§ About this exercise
Tally how many lines in this material contain the word "dock", and reply only with the count.

§ Data supplied

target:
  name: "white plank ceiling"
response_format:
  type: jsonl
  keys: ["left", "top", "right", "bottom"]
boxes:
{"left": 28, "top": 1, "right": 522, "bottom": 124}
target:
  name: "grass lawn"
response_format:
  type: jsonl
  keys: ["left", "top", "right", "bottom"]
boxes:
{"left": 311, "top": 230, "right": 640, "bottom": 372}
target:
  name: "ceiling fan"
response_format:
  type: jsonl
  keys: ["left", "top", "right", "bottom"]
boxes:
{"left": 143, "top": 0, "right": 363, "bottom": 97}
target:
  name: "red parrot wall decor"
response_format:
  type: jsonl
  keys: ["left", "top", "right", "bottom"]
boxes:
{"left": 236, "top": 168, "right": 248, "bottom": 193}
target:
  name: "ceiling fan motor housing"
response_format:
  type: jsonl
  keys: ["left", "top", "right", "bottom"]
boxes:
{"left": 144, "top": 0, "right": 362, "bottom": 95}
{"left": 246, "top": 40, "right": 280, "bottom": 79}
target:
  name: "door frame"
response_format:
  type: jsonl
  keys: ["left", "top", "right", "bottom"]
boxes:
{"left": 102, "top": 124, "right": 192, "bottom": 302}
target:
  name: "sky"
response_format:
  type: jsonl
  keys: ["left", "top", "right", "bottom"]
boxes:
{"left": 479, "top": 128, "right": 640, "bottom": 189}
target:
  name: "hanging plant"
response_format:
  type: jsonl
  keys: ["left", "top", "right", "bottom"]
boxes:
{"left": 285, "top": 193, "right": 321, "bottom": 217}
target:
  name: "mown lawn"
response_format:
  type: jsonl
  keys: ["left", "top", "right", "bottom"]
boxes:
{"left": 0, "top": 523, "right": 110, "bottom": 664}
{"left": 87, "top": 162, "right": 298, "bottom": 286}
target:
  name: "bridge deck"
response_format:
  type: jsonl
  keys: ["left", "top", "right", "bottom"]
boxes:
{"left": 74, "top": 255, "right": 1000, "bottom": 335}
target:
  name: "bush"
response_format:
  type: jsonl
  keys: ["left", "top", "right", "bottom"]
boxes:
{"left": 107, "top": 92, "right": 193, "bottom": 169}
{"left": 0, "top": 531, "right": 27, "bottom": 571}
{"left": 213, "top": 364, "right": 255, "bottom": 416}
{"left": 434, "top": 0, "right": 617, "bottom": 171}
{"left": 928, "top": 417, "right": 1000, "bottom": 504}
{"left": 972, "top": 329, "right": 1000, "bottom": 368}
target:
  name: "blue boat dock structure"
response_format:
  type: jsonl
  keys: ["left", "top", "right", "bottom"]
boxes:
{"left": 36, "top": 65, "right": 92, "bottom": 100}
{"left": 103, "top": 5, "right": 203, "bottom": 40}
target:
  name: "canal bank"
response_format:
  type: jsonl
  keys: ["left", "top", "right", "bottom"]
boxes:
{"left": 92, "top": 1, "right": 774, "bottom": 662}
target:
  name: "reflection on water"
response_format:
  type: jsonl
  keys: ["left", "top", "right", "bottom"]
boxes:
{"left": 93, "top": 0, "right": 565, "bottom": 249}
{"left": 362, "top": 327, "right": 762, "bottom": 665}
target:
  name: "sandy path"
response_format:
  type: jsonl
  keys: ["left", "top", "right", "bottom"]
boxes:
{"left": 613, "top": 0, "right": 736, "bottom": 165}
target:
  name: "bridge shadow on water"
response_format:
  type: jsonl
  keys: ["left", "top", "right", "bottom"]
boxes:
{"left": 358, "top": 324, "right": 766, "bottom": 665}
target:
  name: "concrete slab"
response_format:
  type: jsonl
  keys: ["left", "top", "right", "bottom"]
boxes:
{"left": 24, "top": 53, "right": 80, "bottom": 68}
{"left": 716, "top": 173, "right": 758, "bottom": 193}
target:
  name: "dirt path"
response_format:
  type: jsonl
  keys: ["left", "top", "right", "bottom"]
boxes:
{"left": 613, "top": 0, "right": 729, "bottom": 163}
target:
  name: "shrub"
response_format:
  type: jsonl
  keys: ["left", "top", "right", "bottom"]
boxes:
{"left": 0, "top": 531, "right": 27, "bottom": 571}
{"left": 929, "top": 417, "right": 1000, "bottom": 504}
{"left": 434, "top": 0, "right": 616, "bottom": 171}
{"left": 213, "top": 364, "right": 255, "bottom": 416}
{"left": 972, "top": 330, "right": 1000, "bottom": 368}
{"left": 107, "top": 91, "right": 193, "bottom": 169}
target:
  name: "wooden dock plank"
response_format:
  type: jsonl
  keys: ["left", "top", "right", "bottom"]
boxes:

§ Written response
2